Write out every row below word for word, leaving out the pictures.

--- begin Dataset excerpts ---

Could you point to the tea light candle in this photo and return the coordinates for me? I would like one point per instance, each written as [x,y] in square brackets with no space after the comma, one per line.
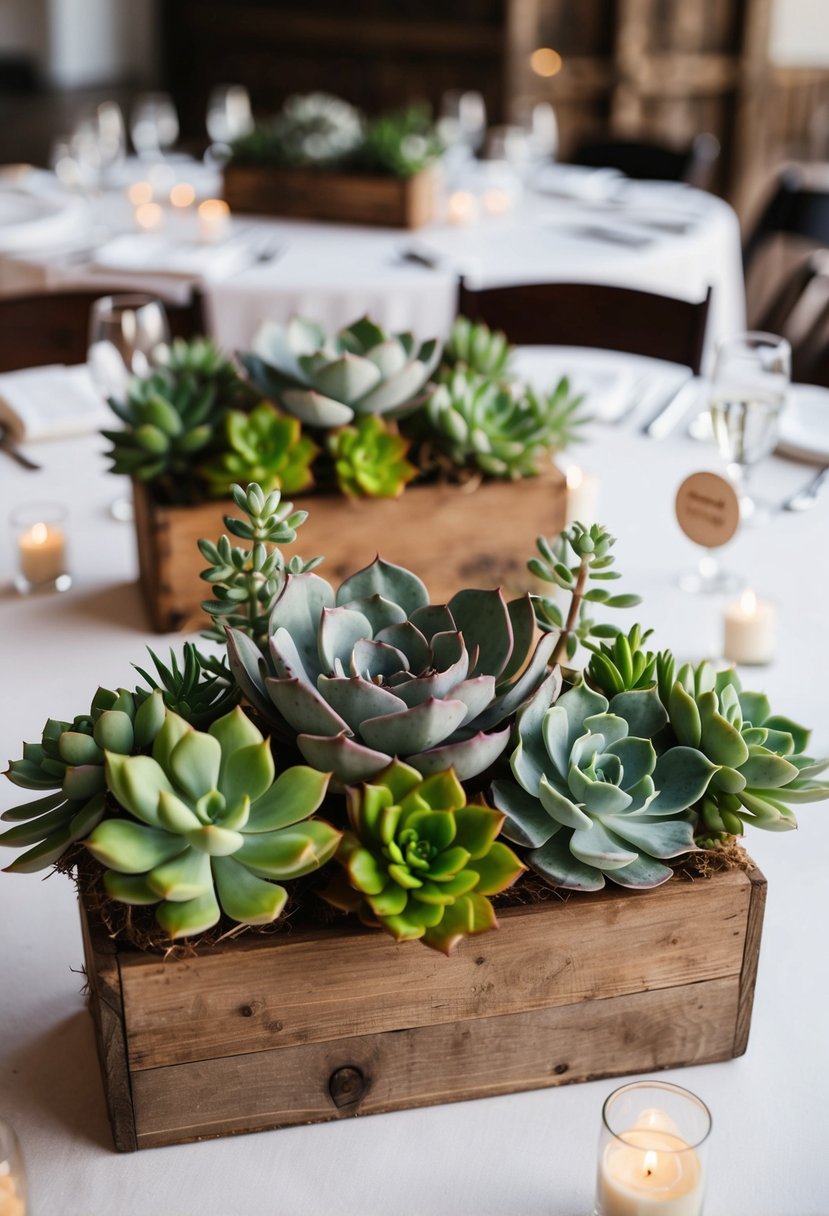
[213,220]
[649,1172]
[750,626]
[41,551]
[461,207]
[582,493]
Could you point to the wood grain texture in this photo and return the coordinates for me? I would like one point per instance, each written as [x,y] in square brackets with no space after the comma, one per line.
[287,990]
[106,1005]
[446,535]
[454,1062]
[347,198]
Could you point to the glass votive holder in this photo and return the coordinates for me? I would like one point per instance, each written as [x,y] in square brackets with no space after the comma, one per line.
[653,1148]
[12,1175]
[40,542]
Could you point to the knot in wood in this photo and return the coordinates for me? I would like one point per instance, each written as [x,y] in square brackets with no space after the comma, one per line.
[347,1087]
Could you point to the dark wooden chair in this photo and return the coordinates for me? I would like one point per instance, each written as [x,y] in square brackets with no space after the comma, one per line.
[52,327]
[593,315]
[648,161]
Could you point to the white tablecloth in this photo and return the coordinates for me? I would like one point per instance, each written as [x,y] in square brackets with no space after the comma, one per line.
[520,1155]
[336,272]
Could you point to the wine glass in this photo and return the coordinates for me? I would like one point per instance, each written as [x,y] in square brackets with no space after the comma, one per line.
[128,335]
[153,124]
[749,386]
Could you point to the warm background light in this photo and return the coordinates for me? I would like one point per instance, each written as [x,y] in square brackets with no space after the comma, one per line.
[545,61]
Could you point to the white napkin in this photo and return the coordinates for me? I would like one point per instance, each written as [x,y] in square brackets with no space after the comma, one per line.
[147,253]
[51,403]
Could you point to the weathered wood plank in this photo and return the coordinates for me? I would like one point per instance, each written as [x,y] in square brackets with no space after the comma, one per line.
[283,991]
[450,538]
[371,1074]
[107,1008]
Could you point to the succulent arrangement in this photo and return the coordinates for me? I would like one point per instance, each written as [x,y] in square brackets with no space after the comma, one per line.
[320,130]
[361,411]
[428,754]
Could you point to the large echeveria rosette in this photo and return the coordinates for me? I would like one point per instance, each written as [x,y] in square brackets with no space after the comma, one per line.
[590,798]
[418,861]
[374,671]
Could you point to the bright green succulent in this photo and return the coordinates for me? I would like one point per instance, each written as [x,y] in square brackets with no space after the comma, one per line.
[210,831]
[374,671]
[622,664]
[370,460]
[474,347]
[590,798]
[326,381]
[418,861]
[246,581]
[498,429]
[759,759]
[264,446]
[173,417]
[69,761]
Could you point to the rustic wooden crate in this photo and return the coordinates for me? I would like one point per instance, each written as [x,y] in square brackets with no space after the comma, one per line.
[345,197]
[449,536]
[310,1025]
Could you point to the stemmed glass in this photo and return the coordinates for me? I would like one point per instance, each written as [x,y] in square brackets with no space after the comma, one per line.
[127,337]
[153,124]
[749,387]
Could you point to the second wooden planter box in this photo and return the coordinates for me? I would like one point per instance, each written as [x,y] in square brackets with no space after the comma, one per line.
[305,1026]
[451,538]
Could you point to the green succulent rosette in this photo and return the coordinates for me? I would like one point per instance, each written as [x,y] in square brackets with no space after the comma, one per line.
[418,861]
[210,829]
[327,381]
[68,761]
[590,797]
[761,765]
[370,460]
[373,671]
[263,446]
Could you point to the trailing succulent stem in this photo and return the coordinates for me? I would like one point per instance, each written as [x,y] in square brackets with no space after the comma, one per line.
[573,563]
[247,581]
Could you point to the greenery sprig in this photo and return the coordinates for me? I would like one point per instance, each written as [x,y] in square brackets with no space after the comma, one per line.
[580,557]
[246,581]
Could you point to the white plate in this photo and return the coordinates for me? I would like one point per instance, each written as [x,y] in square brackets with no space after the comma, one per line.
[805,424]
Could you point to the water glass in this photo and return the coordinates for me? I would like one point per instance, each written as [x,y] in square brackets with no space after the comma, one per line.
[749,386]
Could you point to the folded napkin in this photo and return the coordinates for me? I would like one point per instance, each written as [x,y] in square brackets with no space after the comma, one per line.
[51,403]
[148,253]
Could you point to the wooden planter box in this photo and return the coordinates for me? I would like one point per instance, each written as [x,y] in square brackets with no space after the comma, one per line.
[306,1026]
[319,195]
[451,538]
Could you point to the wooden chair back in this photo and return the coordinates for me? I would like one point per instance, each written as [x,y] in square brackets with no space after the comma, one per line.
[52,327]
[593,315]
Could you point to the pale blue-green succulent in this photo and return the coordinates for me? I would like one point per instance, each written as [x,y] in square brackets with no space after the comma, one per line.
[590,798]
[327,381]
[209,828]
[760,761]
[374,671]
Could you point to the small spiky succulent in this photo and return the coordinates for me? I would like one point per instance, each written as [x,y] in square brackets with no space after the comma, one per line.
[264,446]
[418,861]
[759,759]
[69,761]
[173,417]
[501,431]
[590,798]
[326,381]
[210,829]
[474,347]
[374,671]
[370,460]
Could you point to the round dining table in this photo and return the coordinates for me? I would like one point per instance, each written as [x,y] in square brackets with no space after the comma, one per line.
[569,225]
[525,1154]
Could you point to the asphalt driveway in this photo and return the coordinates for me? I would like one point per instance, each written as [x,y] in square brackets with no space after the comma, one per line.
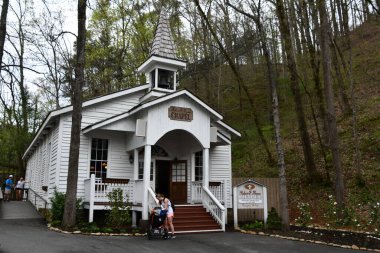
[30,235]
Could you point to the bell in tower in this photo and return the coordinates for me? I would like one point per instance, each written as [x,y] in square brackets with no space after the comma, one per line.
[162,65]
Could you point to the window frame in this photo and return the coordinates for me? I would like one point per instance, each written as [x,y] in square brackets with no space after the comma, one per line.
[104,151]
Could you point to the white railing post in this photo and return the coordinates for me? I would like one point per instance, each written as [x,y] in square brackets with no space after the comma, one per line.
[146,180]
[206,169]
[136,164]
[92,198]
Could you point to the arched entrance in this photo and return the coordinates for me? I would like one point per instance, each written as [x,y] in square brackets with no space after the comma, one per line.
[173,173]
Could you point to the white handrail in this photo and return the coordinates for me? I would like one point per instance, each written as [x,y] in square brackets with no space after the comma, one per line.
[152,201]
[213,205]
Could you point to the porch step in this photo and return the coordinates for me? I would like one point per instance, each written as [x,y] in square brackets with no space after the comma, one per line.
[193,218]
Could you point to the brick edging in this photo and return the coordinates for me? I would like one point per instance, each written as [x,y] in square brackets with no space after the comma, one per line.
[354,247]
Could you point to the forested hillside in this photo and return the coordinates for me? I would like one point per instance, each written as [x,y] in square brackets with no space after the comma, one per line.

--- end Dataset excerpts ---

Exercise output:
Could you point to the tea light candle in this photo and return the coordinates for me? I would like one point per instance, each written as [x,y] in square brackets with no space after the comma, one per line.
[213,220]
[649,1172]
[750,626]
[41,551]
[461,207]
[582,493]
Could you point to the wood grain texture in this photo and return the coordinates for me? I would like one point per instance, each written as [x,y] in square brackets with no space after the comma, one per line.
[287,990]
[106,1005]
[446,535]
[454,1062]
[347,198]
Could you point to the glass votive holder in this photo and return the coordinates for me? I would like one point per instance, each written as [x,y] in square brackets with no space after the comma, one per line.
[653,1148]
[12,1175]
[40,542]
Could you point to the knot in wood in this photo and return the coordinates for me? I would like one point per instance, each written as [x,y] in square brackets with no space after the comma, one per line.
[347,1087]
Could you point to the dark wooden chair in this photo and return the coordinates for me? I would like one point per instance, each written as [x,y] in square brackets with no space after the comma, one per line.
[52,327]
[593,315]
[648,161]
Could you point to the white tablecloth in this photo and return the coordinates for me? I would like one point per instance, each written as [x,y] in square brackets with no space after the comma, one per line.
[520,1155]
[336,272]
Could you point to the wine glass in this photo and return the coordinates for me? I would like one point per instance, each written as [x,y] in square brackets with no space after the comma, one per line.
[128,335]
[153,124]
[749,386]
Could you point to the warm background light in this photo and return the coordinates for me? I would like one point per instance, each written as [x,y] in square brackets with no space after the comma, one per line.
[545,61]
Could you point to the white napkin in this photo and return the coordinates for me? I would like one point per instance, each written as [x,y] in square brackets with no space after the comma, one per line.
[147,253]
[51,403]
Could you point to the weathered wood plank in this photo and return the coordinates for me? I would like one point per instance, each written as [x,y] in square brackets with no space after the comma, one per line.
[283,991]
[450,538]
[371,1074]
[107,1008]
Could you point to the succulent arrangement in this photo and return the coordinates for me? I would like one point per instance, each written as [x,y] in square brackets with no space after the comma, one per line.
[320,130]
[361,411]
[428,754]
Could you point to the large echeveria rosette in this photo and return the coordinates for me? I would like one point per instance, each written as [x,y] in square brackets with no space after the comma, one per line.
[590,798]
[418,861]
[374,671]
Could you point to the bright green succulent in this photo and return the coordinates for me? I would like one point per instance, each written as [x,y] in square brackets with no space after the comma, one per line.
[210,831]
[374,671]
[622,664]
[370,460]
[474,347]
[590,798]
[326,381]
[418,861]
[246,581]
[498,429]
[759,759]
[264,446]
[173,417]
[69,761]
Could you point to the rustic wooden crate in this photo and return the coordinates for me? I would like one point per instance, each written as [x,y] in square brackets with no space after the comma, one per line.
[345,197]
[449,536]
[310,1025]
Could you point to the stemmed glass in this photo and return the coordinates for me? I would like one point per instance, each written as [x,y] in square brackets with no space after the comma, one per line.
[127,337]
[153,124]
[749,387]
Could you point to the second wooden planter box in this photo and return the coordinates for me? I would like one point per instance, each written as [x,y] in square brackets with no space after the comma, one per line.
[305,1026]
[451,538]
Could you point to the green succulent rosette in this photo and return the coordinates for me? I would like one point per instance, each written as [x,y] in square brackets with no space after the comma, one per line.
[418,861]
[210,829]
[327,381]
[68,761]
[590,797]
[761,765]
[370,460]
[373,671]
[263,446]
Could you point to the trailing succulent stem in this photo and return the coordinates for me? I would like one point per instance, each written as [x,y] in square brackets with no space after the comma, one per line.
[573,563]
[247,581]
Could you point to the greenery sprig in this photo and return the coordinates for me? I would like one point per instance, each written as [x,y] in square brackets with no space after the comma, one per line.
[580,557]
[246,581]
Could you point to the white plate in this photo and return the coordinates for me? I would like one point per instance, each written as [x,y] in square brackets with no space after the comma, one per line.
[805,424]
Could you point to the water glass in this photo and return the coordinates for me? I would like one point per instance, each written as [x,y] in square brackets with no space after the comma, one per line.
[749,386]
Could you point to the folded napkin in this photo and return the coordinates for me? I would like one point per instance, each written as [x,y] in square brackets with no space after the comma, one per line.
[51,403]
[148,253]
Could you point to the wooden planter box in this photo and return the coordinates for me? I would like one point per instance, each written as [x,y] in square brackets with no space after the comma, one per line.
[306,1026]
[319,195]
[451,538]
Could you point to the wooden chair back in this photo and return the coordinates for me? I would like one point per instance, each written as [x,y] in square brackets with no space after the comma, one per line.
[52,327]
[593,315]
Could you point to the pale blue-green succulent in this photo and return the coordinates for me? I would like one point per instance, each written as [x,y] in square brackets with no space after the comma, one per line.
[590,798]
[327,381]
[209,828]
[760,761]
[374,671]
Could you point to the small spiky succulent in this photo and return the coordinates for me? I would like one point per instance, each written as [x,y] in square brackets with no space after the comma, one per line.
[264,446]
[418,861]
[759,759]
[69,761]
[173,417]
[501,431]
[590,798]
[326,381]
[210,829]
[474,347]
[374,671]
[370,460]
Could you point to the round dining table in this photo and return the coordinates for me? I would like one point per instance, each written as [x,y] in square brackets with no space after the comma, one per line.
[569,225]
[525,1154]
Could you point to the asphalt driveway in this photo and return the coordinates for me? I would like one point per instance, each written as [x,y] in square brackets with no space after the comma, one per line.
[30,235]
Could you point to the bell in tower in this photo and return the coordinates for me? I would like one point per instance, each written as [x,y] in square brackets with no space after the comma, one per line.
[162,65]
Could you point to the window frame in this photo and return the coordinates for me? I would like one point per instance, each written as [x,y] in square brackets with no space after the comma, one per line.
[104,151]
Could you point to the white railing post in this photo and return the coordinates for me? I would like one point per instance, each written as [x,y] in square brackets with no space after the comma, one per line.
[146,180]
[206,169]
[136,164]
[92,198]
Could you point to the arched entrance in this photo and return the coordinates for me? I would like one point per instance, each written as [x,y] in square brackets with no space after the comma, one per line.
[173,173]
Could you point to the white handrail in this photo and return the coordinates for me? I would like one point per instance, each written as [x,y] in square brackets with no space after the comma, one per line.
[152,201]
[213,205]
Could you point to the porch step in this photo and return the coordinates for me? I would like one point per instance, each written as [x,y] in square brackets with no space after the comma, one per line.
[193,218]
Could you point to the brick edging in this photo and return the coordinates for me? I would like one point per instance, each written as [x,y] in square brackets with no space after the comma, one per line.
[354,247]
Could you point to the forested hillside in this photo and return the coordinates for me? I would like one point per instance, each written as [x,y] in square brackets with no space after the comma, one per line.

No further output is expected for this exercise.